Arbeitsauftrag 1 - Ändere in den Datensätzen die Zeilen von der Zeile mit „Query: hazy sky“ bis zum Ende der Datensätze, beide Enden eingeschlossen: Ersetze „spot“ durch „location“ und gib nur diese Zeilen sonst unverändert wieder.

Seitentext -
####################

Zwischen Hass- und Ostklub
Seit seiner Gründung wird der von Red Bull finanzierte Fußballklub in Leipzig in deutschen Leitmedien diskutiert. Um Sportliches geht es oft nur am Rande.
Von Christoph Farkas
Wer polarisiert, interessiert – so lautet eine simple Formel für gesellschaftliche und mediale Aufmerksamkeitsmechanismen. Ein Musterbeispiel dafür ist der Fußballverein RB Leipzig, gegründet und finanziert vom österreichischen Unternehmen Red Bull. Fanproteste und Boykotte begleiten den Klub seit seiner Gründung, Studien erklären ihn zum unsympathischsten im deutschen Profifußball; gleichzeitig sorgte der Verein in der zurückliegenden Zweitliga-Saison für überdurchschnittliche Zuschauerzahlen im Stadion und hohe Einschaltquoten bei Live-Spielen. Die zentrale Rolle des Investors wird als Angriff auf die Fußballkultur begriffen, andererseits beschert eben dieser Investor Leipzig und den neuen Bundesländern eine wirklich konkurrenzfähige Mannschaft. Diese Spannungsfelder scheinen den Verein erzählenswert für deutsche Medien zu machen. Sie haben das polarisierende, vielseitige Bild von RB Leipzig beschrieben, verfestigt und geprägt.

####################

(Auszüge aus dem Pointing-Datensatz)

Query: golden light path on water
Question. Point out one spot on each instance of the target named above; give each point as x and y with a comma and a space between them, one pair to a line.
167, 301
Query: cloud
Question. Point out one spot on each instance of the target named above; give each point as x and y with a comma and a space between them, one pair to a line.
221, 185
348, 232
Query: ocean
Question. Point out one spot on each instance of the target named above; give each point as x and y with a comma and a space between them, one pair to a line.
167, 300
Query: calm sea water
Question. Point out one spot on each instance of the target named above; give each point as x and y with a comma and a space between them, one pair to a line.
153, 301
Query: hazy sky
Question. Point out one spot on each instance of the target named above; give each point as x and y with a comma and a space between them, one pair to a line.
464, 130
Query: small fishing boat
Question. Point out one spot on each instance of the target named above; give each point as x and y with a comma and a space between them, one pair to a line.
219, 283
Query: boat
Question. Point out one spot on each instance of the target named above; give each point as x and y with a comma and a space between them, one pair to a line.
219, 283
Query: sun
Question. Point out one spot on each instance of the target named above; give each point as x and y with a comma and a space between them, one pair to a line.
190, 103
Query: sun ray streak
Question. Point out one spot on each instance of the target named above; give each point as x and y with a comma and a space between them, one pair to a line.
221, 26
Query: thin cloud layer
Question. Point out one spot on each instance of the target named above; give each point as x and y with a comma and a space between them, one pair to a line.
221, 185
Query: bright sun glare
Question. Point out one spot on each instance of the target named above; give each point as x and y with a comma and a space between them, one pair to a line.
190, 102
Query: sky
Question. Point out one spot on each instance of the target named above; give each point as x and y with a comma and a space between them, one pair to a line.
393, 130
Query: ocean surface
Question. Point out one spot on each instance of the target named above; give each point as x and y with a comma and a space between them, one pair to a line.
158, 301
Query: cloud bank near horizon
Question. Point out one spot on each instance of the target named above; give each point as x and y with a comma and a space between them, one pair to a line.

####################

Arbeitsauftrag 2 - Welches Unternehmen hat laut dem Text über RB Leipzig den Verein gegründet und finanziert?

Erwartete Ausgabe 1 -
Query: hazy sky
Question. Point out one location on each instance of the target named above; give each point as x and y with a comma and a space between them, one pair to a line.
464, 130
Query: small fishing boat
Question. Point out one location on each instance of the target named above; give each point as x and y with a comma and a space between them, one pair to a line.
219, 283
Query: boat
Question. Point out one location on each instance of the target named above; give each point as x and y with a comma and a space between them, one pair to a line.
219, 283
Query: sun
Question. Point out one location on each instance of the target named above; give each point as x and y with a comma and a space between them, one pair to a line.
190, 103
Query: sun ray streak
Question. Point out one location on each instance of the target named above; give each point as x and y with a comma and a space between them, one pair to a line.
221, 26
Query: thin cloud layer
Question. Point out one location on each instance of the target named above; give each point as x and y with a comma and a space between them, one pair to a line.
221, 185
Query: bright sun glare
Question. Point out one location on each instance of the target named above; give each point as x and y with a comma and a space between them, one pair to a line.
190, 102
Query: sky
Question. Point out one location on each instance of the target named above; give each point as x and y with a comma and a space between them, one pair to a line.
393, 130
Query: ocean surface
Question. Point out one location on each instance of the target named above; give each point as x and y with a comma and a space between them, one pair to a line.
158, 301
Query: cloud bank near horizon
Question. Point out one location on each instance of the target named above; give each point as x and y with a comma and a space between them, one pair to a line.

Erwartete Ausgabe 2 - Das österreichische Unternehmen Red Bull.